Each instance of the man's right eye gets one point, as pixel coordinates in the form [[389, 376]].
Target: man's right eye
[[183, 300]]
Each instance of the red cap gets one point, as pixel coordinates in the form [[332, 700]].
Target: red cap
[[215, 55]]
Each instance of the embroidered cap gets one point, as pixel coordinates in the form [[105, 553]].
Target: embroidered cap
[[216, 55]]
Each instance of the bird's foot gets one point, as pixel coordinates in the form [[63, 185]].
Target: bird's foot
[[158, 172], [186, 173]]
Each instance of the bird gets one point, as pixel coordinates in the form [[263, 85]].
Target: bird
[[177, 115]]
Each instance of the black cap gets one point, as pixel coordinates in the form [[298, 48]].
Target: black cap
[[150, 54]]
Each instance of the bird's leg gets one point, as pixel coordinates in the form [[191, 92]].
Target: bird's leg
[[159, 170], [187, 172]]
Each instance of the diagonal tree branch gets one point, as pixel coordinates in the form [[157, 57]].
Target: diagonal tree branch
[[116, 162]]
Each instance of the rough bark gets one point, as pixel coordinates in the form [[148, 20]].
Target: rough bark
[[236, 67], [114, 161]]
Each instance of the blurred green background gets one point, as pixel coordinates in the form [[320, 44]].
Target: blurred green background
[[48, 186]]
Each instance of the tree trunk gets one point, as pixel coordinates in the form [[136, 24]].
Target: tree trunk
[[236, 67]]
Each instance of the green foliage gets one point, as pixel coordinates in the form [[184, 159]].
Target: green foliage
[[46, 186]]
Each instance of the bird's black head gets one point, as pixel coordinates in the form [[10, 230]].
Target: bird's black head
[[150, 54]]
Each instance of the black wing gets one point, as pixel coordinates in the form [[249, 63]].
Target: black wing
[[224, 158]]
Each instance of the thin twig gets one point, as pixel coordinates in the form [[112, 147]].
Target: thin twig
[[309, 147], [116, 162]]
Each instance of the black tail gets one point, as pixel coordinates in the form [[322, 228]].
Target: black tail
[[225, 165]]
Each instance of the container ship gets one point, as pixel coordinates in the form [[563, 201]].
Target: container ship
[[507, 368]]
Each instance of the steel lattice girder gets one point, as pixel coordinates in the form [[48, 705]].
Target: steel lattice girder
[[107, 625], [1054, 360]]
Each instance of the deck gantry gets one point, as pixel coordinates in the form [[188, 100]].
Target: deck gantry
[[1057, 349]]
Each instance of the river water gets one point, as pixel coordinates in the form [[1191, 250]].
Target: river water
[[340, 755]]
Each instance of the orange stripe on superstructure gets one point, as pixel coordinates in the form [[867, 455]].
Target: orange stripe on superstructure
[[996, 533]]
━━━━━━
[Assignment]: Nothing but the lines from the start of the data above through the line with "Each instance of the rough" should appear in your answer, copied exactly.

[Solution to this exercise]:
Each instance of the man's right eye gets one point, as pixel coordinates in the form [[389, 376]].
Target: man's right eye
[[183, 300]]
Each instance of the red cap gets one point, as pixel coordinates in the form [[332, 700]].
Target: red cap
[[215, 55]]
Each instance of the embroidered cap gets one point, as pixel coordinates in the form [[105, 553]].
Target: embroidered cap
[[216, 55]]
Each instance of the bird's foot gets one point, as pixel coordinates in the form [[63, 185]].
Target: bird's foot
[[158, 172], [186, 173]]
Each instance of the bird gets one point, as pixel coordinates in the form [[263, 85]].
Target: bird
[[177, 115]]
Each instance of the black cap gets one point, as pixel coordinates in the form [[298, 48]].
Target: black cap
[[150, 54]]
Each instance of the bird's leg gets one point, as pixel coordinates in the form [[191, 92]].
Target: bird's leg
[[159, 170], [187, 172]]
Each instance of the diagonal tree branch gets one point, as pixel coordinates in the form [[157, 57]].
Target: diagonal tree branch
[[116, 162]]
Each instance of the rough bark gets one point, as pixel coordinates in the form [[148, 20]].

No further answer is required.